- [Work request]
Nothing in the records may change. Output them all exactly.

- [Material provided]
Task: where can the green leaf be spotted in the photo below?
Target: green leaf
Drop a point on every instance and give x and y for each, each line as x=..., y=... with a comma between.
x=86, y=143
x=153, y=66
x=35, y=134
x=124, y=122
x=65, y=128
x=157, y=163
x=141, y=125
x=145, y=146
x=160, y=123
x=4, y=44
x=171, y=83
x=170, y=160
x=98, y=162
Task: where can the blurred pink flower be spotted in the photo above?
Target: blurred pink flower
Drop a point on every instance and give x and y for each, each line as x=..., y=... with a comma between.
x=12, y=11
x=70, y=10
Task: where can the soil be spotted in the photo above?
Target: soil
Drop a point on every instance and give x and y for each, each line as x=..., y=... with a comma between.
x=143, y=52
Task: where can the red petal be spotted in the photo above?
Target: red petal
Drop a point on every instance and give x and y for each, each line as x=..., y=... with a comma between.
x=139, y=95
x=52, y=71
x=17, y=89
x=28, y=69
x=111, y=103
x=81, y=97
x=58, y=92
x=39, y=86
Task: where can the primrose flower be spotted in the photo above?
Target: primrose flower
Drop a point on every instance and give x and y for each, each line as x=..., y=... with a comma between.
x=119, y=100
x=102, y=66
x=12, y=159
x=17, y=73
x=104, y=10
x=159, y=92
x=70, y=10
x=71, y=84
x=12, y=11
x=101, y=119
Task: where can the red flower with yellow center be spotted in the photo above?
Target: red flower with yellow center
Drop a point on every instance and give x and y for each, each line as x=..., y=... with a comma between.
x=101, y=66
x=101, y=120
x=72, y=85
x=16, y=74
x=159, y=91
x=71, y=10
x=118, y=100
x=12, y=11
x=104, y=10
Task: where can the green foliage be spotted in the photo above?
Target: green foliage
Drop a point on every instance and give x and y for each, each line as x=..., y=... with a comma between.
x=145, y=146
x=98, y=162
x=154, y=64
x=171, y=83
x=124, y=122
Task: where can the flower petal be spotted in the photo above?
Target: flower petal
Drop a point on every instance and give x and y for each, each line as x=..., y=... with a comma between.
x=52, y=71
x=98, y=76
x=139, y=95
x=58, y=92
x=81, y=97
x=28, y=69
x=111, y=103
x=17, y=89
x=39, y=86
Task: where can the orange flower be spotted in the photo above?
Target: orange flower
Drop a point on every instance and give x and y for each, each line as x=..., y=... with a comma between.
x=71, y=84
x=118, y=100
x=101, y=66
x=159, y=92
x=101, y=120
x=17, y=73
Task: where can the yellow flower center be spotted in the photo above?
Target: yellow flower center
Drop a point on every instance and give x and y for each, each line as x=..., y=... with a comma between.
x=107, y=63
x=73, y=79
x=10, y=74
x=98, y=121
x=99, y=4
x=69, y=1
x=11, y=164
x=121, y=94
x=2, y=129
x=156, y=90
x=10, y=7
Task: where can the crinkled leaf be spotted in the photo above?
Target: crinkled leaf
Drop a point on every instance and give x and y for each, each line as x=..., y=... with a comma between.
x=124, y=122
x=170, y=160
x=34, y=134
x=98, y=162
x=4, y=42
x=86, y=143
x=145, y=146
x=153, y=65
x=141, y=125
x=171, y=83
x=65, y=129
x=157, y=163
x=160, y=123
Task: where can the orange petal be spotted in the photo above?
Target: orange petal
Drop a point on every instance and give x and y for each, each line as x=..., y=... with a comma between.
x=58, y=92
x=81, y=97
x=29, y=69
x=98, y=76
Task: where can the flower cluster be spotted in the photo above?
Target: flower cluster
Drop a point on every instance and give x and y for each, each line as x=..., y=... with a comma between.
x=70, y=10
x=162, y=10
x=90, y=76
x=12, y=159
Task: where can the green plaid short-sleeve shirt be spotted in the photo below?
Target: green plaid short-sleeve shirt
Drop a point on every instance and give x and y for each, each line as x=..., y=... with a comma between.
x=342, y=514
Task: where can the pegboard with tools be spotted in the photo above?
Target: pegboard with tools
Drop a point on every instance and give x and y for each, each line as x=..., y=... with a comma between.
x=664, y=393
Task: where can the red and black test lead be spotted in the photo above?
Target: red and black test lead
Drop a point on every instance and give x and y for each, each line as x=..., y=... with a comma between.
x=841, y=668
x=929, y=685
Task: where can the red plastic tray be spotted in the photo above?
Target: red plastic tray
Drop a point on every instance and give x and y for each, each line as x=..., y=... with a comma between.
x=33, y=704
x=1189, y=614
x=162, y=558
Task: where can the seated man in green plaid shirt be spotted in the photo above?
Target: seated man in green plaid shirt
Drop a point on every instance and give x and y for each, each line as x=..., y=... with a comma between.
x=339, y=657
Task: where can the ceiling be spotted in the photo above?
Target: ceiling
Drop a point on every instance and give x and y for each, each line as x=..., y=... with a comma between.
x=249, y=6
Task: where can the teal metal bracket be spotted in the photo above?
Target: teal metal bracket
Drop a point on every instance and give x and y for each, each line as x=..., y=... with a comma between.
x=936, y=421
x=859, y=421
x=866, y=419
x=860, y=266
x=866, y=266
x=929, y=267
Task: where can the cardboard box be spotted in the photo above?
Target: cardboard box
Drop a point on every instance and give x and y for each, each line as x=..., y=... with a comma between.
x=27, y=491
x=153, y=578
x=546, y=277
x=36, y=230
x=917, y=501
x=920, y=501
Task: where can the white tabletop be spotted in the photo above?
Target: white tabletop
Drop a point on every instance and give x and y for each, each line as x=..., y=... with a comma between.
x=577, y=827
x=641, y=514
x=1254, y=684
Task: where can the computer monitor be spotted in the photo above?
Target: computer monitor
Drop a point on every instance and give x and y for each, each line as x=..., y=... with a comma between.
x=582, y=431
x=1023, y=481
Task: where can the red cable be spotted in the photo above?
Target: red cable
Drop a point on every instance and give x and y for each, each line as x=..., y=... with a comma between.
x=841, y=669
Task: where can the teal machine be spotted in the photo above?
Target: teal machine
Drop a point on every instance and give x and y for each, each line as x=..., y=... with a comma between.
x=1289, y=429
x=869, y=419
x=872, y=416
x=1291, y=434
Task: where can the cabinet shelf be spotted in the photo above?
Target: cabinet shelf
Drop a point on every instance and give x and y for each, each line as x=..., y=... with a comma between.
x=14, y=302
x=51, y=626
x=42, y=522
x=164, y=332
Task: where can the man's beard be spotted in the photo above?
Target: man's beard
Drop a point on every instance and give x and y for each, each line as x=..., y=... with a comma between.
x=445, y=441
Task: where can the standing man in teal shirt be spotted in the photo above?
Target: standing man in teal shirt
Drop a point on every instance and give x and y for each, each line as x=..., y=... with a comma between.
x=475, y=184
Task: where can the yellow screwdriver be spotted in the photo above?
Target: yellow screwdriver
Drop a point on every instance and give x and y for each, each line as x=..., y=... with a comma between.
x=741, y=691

- [Output of the task]
Task: where can the green leaf be spotted in the photo below?
Target: green leaf
Drop a point on every instance and give x and y for each, each line as x=..., y=... with a comma between.
x=86, y=143
x=153, y=66
x=35, y=134
x=124, y=122
x=65, y=128
x=157, y=163
x=141, y=125
x=145, y=146
x=160, y=123
x=4, y=44
x=171, y=83
x=170, y=160
x=98, y=162
Task: where can the blurred pink flower be spotted in the photo above?
Target: blurred pink flower
Drop a point on every instance and give x and y for each, each line as x=..., y=... with a comma between.
x=12, y=11
x=70, y=10
Task: where can the soil be spotted in the photo above?
Target: soil
Drop a point on every instance and give x and y for each, each line as x=..., y=... with a comma between.
x=143, y=52
Task: where can the red petal be spotted in the photo above?
Target: red petal
Drop a point on every instance and give x and y for each, each line as x=..., y=... with a comma between.
x=139, y=95
x=52, y=71
x=17, y=89
x=28, y=69
x=111, y=103
x=81, y=97
x=58, y=92
x=39, y=86
Task: where can the primrose flower be spotted in the photo above?
Target: primrose flower
Drop a point on every instance and give x and y for each, each line as x=..., y=... with a comma between.
x=119, y=100
x=102, y=66
x=12, y=159
x=17, y=73
x=104, y=10
x=159, y=92
x=70, y=10
x=71, y=84
x=12, y=11
x=101, y=119
Task: where can the red flower with yellow center be spotted in the photo above?
Target: red flower with yellow center
Drop a point on every instance and give x and y for each, each line as x=..., y=... with a comma between.
x=101, y=66
x=101, y=120
x=72, y=85
x=16, y=74
x=159, y=91
x=71, y=10
x=118, y=100
x=12, y=11
x=104, y=10
Task: where can the green foliage be spotted in the photo above?
Target: green foliage
Drop a point on every instance and give x and y for each, each line as x=..., y=... with a comma between.
x=145, y=146
x=98, y=162
x=154, y=64
x=171, y=83
x=124, y=122
Task: where can the flower petal be spotted in the photo above?
Target: flower petal
Drop a point on every instance and give x and y for each, each line as x=..., y=... with a comma between.
x=52, y=71
x=98, y=76
x=139, y=95
x=58, y=92
x=81, y=97
x=28, y=69
x=111, y=103
x=17, y=89
x=39, y=86
Task: where can the orange flower be spotted in the photo above?
Target: orange flower
Drop a point on every instance and give x and y for each, each line as x=..., y=... with a comma between.
x=71, y=84
x=118, y=100
x=101, y=66
x=159, y=92
x=101, y=120
x=17, y=73
Task: where can the yellow flower center be spotted in the photo above?
Target: yellow flower center
Drop a point on every instance and give x and y for each, each line as x=..., y=... with a comma between.
x=107, y=63
x=73, y=79
x=10, y=74
x=98, y=121
x=99, y=4
x=69, y=1
x=11, y=164
x=121, y=94
x=2, y=129
x=156, y=90
x=10, y=7
Task: where can the crinkled leaf be spotted in the photo above?
Target: crinkled leaf
Drop a point on every instance and give x and y for each, each line as x=..., y=... with a comma between.
x=124, y=122
x=170, y=160
x=34, y=134
x=98, y=162
x=4, y=42
x=86, y=143
x=145, y=146
x=153, y=65
x=141, y=125
x=171, y=83
x=65, y=129
x=157, y=163
x=160, y=123
Task: where can the orange petal be spotted in the photo above?
Target: orange petal
Drop a point on every instance and give x and y for each, each line as x=..., y=... with a comma between.
x=58, y=92
x=81, y=97
x=29, y=69
x=98, y=76
Task: where can the flower cluster be spotted in the photo above?
Target: flower cluster
Drop a point on every instance and give x and y for each, each line as x=..., y=... with a comma between.
x=70, y=10
x=162, y=10
x=90, y=76
x=12, y=159
Task: where can the green plaid short-sleeve shirt be spotted in the photo below?
Target: green plaid short-sleeve shirt
Drop a point on every instance and give x and y for each, each line as x=..., y=... with a comma between.
x=342, y=514
Task: where can the pegboard with tools be spotted in the photo above?
Target: pegboard with tools
Drop a point on every instance and give x and y for each, each line as x=..., y=... with a comma between.
x=664, y=393
Task: where can the red and black test lead be spotted in the photo above?
Target: red and black test lead
Drop a point on every instance and give x and y for each, each line as x=..., y=... with a comma between.
x=841, y=668
x=929, y=685
Task: where can the red plastic tray be spotted in the photo above?
Target: red plastic tray
Drop a point on every instance and give x and y for each, each line as x=..., y=... with a comma between.
x=33, y=704
x=1189, y=614
x=162, y=558
Task: where can the seated man in green plaid shirt be spotted in the photo above?
Target: seated man in green plaid shirt
Drop a point on every instance and give x and y for each, each line as x=..., y=... with a comma between.
x=339, y=657
Task: where can the ceiling be spotted in the photo above?
Target: ceiling
Drop a point on every instance and give x and y for each, each line as x=..., y=... with a comma between.
x=249, y=6
Task: where can the teal metal bracket be spotted in the photo above?
Target: teal metal bracket
Drop a point on every instance and give x and y for each, each line as x=..., y=... with a comma between.
x=936, y=421
x=859, y=421
x=866, y=419
x=860, y=266
x=866, y=266
x=929, y=267
Task: where can the cardboard box be spotted in the photo above?
Target: cardboard box
Drop a point on every instance and give x and y for each, each line as x=..., y=... with a comma between.
x=27, y=491
x=153, y=578
x=546, y=277
x=36, y=230
x=917, y=501
x=920, y=501
Task: where can the white tabletop be spotted in the photo above?
Target: white tabletop
Drop a point on every instance and give x and y for each, each line as x=..., y=... with a comma between.
x=577, y=827
x=641, y=514
x=1254, y=684
Task: where can the computer monitor be spotted in the photo above?
Target: computer monitor
Drop a point on every instance and give x and y for each, each line as x=..., y=... with a comma between.
x=582, y=431
x=1023, y=481
Task: where can the red cable be spotted in the photo above?
Target: red cable
Drop a point on every instance and give x and y for each, each line as x=..., y=... with a comma between.
x=841, y=669
Task: where can the teal machine be spotted in the photo above?
Target: teal machine
Drop a point on every instance and give x and y for each, each line as x=..., y=... with a comma between.
x=1289, y=429
x=869, y=419
x=872, y=416
x=1291, y=434
Task: where can the cabinet shelf be spotted in the photo above?
Target: cabinet shelf
Drop a point on every instance and give x and y for each, each line as x=..., y=... with a comma between.
x=14, y=302
x=51, y=626
x=42, y=522
x=164, y=332
Task: where can the man's beard be spotted in the photo above?
Target: man's beard
Drop a point on every instance and give x and y for each, each line as x=..., y=... with a comma between.
x=445, y=441
Task: where can the standing man in teal shirt be spotted in the photo above?
Target: standing man in teal shirt
Drop a point on every instance and give x and y for each, each line as x=..., y=... with a comma between.
x=475, y=184
Task: where can the yellow screwdriver be spotted in the photo above?
Target: yellow screwdriver
Drop a point on every instance and give x and y for each, each line as x=..., y=... with a comma between.
x=741, y=691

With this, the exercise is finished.